__Your goal__:
In the listing below, please print the line that contains "Q: Returning coordinates formatted like [601,192], pin" and every line that follows it, exactly.

__Records from a data source__:

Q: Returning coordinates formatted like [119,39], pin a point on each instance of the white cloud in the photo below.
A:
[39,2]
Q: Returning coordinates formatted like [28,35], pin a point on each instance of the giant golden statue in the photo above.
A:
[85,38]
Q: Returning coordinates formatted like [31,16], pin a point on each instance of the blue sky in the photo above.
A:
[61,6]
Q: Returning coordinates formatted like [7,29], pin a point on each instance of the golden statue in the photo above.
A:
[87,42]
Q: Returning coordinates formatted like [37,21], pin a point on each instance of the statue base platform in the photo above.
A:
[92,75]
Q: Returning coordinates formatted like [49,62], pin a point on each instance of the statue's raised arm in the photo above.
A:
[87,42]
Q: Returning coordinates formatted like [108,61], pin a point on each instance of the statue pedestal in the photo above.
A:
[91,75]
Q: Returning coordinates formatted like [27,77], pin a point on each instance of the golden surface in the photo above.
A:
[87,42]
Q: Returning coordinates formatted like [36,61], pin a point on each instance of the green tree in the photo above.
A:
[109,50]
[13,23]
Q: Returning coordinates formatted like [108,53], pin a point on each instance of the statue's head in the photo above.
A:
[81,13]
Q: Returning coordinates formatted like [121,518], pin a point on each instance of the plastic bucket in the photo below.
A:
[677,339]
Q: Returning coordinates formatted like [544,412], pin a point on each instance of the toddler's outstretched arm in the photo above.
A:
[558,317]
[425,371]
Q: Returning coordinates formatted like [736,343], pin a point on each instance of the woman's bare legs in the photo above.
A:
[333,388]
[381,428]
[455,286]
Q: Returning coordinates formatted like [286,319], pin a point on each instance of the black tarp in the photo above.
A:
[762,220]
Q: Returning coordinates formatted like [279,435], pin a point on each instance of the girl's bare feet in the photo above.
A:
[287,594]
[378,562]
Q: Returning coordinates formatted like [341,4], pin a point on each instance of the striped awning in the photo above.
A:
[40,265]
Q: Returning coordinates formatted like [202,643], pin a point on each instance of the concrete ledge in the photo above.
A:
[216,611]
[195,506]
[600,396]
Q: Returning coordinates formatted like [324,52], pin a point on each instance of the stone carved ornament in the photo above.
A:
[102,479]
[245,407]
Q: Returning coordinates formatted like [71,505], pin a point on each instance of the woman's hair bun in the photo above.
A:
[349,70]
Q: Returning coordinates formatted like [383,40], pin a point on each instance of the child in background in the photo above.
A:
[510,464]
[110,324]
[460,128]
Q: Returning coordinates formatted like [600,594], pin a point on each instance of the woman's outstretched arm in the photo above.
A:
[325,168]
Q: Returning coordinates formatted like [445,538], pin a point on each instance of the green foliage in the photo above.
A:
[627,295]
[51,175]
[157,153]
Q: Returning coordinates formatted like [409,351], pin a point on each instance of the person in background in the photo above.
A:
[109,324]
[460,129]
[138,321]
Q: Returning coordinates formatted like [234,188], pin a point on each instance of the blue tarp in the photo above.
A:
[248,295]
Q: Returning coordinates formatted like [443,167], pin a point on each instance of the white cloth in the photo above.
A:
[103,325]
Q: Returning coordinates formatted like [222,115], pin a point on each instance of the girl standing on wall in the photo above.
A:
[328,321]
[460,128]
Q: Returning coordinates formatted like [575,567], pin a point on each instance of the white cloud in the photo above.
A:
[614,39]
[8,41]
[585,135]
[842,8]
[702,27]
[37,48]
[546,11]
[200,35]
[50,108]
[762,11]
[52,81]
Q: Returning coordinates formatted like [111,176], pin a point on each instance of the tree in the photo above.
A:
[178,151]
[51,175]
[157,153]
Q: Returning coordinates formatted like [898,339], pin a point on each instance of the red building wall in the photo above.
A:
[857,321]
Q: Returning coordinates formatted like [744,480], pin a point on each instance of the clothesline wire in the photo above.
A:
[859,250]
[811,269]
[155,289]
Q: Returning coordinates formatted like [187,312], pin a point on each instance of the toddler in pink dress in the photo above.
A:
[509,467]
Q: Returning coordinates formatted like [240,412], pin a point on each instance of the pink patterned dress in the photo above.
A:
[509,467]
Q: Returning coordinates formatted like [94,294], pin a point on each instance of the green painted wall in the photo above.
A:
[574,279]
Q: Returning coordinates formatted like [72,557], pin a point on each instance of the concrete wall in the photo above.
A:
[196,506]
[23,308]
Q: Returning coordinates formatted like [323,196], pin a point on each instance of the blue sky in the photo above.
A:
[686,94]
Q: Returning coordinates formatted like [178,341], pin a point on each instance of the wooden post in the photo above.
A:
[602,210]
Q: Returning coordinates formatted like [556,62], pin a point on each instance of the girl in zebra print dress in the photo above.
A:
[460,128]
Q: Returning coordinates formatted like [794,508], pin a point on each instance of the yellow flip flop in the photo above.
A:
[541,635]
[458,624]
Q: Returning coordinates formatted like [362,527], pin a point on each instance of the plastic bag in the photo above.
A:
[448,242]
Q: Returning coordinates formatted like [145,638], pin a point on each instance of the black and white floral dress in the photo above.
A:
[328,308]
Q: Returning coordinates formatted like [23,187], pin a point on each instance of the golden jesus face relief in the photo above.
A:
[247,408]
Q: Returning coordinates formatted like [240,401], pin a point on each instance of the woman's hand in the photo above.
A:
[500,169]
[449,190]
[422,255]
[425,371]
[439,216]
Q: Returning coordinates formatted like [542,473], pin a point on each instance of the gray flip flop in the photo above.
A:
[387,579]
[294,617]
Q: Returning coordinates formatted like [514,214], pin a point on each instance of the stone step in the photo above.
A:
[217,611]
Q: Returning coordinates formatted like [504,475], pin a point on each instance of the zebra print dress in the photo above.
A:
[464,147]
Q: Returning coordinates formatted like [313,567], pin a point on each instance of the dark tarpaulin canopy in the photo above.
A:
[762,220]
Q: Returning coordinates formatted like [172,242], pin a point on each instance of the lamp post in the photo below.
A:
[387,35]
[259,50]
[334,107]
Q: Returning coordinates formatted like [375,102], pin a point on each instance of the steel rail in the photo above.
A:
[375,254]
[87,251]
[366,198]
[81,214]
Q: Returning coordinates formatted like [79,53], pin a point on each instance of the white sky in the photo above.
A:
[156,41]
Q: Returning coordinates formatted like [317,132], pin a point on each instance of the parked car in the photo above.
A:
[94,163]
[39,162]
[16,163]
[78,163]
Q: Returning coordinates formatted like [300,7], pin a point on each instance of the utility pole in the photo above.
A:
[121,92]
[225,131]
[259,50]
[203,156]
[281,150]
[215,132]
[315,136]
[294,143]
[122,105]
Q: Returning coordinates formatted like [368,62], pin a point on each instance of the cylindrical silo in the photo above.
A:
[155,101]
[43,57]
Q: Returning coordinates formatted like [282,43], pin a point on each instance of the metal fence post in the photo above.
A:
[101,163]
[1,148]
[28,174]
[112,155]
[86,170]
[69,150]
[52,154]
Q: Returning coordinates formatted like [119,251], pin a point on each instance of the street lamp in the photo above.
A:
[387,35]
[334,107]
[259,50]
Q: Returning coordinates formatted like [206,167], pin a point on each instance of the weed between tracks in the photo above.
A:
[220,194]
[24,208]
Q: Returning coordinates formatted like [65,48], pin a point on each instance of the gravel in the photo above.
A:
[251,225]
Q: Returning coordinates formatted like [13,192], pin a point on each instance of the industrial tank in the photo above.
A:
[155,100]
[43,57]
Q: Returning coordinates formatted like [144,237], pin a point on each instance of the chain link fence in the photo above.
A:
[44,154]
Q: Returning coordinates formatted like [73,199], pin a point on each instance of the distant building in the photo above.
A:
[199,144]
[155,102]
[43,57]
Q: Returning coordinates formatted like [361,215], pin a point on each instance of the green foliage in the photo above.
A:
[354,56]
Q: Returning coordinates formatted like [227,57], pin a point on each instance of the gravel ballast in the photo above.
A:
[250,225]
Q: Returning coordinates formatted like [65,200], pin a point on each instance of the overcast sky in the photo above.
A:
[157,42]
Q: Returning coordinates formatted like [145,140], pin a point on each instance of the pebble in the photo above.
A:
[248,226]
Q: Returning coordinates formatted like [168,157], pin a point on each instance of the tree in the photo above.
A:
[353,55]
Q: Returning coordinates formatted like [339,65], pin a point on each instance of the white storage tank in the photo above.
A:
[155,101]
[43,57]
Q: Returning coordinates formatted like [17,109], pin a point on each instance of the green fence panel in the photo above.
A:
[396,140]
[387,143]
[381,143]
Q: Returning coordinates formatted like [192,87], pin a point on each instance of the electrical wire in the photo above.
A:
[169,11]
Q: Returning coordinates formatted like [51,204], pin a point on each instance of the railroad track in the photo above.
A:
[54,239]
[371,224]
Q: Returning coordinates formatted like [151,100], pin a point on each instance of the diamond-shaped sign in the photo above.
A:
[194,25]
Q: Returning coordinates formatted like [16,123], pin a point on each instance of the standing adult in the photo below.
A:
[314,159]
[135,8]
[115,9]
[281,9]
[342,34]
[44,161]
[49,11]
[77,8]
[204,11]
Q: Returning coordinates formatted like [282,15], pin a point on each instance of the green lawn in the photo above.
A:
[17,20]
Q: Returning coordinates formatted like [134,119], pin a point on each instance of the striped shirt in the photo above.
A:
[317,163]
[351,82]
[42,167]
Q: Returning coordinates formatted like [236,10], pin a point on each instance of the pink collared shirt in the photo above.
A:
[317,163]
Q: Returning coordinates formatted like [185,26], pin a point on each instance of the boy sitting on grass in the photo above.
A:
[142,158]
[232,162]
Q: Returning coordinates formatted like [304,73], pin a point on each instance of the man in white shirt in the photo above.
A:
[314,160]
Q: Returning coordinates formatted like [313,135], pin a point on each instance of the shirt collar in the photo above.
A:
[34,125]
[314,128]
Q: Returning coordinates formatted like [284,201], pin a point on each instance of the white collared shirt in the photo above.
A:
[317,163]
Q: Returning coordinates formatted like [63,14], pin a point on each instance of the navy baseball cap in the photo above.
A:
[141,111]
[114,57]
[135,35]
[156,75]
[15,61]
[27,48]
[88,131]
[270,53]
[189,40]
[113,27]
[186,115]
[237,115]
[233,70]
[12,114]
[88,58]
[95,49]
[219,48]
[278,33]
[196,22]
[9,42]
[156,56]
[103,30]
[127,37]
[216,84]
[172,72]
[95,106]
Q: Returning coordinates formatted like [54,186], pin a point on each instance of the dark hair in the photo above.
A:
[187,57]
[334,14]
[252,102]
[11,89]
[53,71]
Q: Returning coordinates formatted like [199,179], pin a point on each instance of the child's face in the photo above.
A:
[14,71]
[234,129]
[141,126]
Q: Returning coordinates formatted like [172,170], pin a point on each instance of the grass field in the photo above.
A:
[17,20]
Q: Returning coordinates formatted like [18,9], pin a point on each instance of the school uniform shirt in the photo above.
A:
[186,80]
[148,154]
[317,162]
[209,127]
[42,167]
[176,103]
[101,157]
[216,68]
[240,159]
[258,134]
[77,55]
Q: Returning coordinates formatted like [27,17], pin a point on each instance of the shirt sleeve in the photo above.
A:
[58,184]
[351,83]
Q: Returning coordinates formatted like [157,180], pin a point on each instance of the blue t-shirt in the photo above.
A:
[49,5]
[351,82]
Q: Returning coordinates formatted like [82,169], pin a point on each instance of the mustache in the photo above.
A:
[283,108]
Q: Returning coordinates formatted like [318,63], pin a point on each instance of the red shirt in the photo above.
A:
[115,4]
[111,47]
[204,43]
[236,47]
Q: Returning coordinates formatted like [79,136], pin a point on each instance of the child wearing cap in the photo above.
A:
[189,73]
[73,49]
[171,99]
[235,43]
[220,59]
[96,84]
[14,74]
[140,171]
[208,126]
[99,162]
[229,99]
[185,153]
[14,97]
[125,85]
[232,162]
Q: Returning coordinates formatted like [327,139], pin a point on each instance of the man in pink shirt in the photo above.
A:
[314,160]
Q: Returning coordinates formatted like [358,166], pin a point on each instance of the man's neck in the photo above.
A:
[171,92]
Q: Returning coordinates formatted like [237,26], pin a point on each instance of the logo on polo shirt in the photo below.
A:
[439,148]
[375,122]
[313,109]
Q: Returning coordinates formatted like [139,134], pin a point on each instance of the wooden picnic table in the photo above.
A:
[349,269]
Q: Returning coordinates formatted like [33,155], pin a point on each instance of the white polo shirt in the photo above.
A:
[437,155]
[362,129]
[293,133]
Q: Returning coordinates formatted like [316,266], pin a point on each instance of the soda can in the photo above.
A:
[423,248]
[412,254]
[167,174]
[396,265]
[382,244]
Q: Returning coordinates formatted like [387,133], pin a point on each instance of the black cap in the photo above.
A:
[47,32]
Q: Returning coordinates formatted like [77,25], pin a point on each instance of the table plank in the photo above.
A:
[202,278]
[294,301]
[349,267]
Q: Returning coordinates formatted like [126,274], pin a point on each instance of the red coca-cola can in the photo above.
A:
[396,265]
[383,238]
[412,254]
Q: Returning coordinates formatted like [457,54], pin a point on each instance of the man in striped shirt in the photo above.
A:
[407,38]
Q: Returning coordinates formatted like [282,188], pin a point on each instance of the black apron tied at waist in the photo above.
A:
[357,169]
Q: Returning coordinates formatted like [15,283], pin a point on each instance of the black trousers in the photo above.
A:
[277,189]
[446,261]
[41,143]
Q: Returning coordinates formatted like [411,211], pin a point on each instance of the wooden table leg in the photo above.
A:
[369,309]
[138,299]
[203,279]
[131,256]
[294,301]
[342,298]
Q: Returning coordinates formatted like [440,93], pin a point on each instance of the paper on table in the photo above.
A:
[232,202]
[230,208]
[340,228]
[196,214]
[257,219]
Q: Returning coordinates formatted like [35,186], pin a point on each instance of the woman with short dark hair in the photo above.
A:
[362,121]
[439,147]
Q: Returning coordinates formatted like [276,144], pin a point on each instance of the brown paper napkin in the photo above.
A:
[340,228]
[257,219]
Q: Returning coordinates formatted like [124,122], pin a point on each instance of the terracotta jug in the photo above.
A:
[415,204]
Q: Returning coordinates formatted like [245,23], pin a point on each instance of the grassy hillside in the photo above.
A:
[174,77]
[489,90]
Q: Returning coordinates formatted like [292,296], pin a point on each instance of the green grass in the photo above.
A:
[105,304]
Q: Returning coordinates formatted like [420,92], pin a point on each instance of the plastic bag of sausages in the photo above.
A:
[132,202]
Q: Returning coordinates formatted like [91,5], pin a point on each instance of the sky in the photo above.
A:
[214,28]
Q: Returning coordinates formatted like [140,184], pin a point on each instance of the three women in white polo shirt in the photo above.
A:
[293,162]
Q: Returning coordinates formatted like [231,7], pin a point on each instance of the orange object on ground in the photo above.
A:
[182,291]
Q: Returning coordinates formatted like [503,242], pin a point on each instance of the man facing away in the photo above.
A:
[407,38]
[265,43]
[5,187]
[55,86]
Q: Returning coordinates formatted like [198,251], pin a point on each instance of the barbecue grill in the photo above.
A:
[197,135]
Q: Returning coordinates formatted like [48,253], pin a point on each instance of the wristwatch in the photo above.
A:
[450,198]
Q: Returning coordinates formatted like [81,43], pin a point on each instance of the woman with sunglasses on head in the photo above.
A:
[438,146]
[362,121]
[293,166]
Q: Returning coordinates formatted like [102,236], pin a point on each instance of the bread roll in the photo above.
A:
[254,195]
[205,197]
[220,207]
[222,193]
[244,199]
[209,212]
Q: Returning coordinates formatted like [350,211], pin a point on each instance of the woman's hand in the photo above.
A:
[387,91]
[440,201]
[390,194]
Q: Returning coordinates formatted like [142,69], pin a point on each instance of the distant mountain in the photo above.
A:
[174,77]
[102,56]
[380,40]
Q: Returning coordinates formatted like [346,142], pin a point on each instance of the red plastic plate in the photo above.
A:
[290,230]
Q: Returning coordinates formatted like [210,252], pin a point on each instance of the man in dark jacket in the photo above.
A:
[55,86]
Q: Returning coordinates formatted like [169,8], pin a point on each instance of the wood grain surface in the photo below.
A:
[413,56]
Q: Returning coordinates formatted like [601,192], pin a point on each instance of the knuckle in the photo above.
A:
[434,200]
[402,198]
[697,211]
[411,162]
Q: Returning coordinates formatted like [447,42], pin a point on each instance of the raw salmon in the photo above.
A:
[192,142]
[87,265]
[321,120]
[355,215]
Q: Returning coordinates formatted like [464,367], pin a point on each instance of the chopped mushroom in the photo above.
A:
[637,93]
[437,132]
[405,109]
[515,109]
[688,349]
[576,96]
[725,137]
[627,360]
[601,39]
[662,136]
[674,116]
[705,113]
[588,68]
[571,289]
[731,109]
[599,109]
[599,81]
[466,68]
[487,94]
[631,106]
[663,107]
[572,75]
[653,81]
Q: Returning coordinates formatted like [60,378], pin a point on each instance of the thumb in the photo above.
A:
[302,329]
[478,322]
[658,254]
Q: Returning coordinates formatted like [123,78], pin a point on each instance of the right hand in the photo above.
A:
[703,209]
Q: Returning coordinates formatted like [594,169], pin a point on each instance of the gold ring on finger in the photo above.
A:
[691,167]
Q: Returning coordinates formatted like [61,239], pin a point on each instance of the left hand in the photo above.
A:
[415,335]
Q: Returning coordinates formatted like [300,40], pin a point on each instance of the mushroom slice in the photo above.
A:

__Exercise result__:
Q: Returning coordinates formatted like [601,192], pin a point on each instance of the knuckle in the photo above.
A:
[434,200]
[402,198]
[697,211]
[411,162]
Q: Returning coordinates formatted like [447,42], pin a point on each instance of the raw salmon in the photo above.
A:
[192,142]
[87,265]
[321,120]
[355,215]
Q: Returning coordinates formatted like [464,367], pin a point on each instance of the chopped mushroom in the photo above.
A:
[637,93]
[437,132]
[405,109]
[515,109]
[688,349]
[576,96]
[725,137]
[627,360]
[601,39]
[662,136]
[674,116]
[705,113]
[588,68]
[571,289]
[731,109]
[599,109]
[599,81]
[466,68]
[487,94]
[631,106]
[663,107]
[572,75]
[653,81]
Q: Returning coordinates formatted like [60,378], pin a point on each instance of the thumb in the photo above.
A:
[302,329]
[478,322]
[658,254]
Q: Returning coordinates formatted like [123,78], pin a point on each instance of the right hand in the photo above.
A:
[703,209]
Q: Returning coordinates formatted like [594,169], pin a point on each instance of the gold ring on finger in the photo above.
A:
[691,167]
Q: Returning coordinates formatted like [61,239], pin a point on each instance of the left hand in the photo above.
A:
[415,335]
Q: Returning coordinates formatted like [300,40], pin a point on each instance of the mushroom slice in the photo above.
A:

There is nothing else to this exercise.